(DIRECTION) Reproduce verbatim everything from the start of the items down through the line containing "output: one GeoJSON", with both ends included.

Items from a dataset
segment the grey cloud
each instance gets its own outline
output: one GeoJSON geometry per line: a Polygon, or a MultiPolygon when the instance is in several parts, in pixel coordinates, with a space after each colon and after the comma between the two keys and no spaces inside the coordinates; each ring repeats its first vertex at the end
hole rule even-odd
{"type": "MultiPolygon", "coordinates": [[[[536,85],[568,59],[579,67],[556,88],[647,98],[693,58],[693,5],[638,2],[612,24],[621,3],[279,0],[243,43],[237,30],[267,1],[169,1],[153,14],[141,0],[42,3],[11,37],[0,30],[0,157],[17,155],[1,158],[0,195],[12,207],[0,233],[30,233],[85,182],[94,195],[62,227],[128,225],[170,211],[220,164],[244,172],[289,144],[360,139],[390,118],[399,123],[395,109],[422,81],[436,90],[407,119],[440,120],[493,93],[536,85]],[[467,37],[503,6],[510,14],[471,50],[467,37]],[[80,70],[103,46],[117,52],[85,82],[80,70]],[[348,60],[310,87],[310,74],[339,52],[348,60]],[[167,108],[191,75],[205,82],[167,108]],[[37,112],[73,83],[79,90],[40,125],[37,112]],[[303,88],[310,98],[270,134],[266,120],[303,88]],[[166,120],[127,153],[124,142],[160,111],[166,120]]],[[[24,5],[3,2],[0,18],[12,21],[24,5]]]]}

(SOLUTION BELOW)
segment the grey cloud
each instance gets its own outline
output: one GeoJSON geometry per line: a Polygon, or a MultiPolygon when the instance is in several parts, in pixel coordinates, with a space after each colon and after the comma between the two keys and no spaces inside the coordinates; each ring repeats its first vertex at the end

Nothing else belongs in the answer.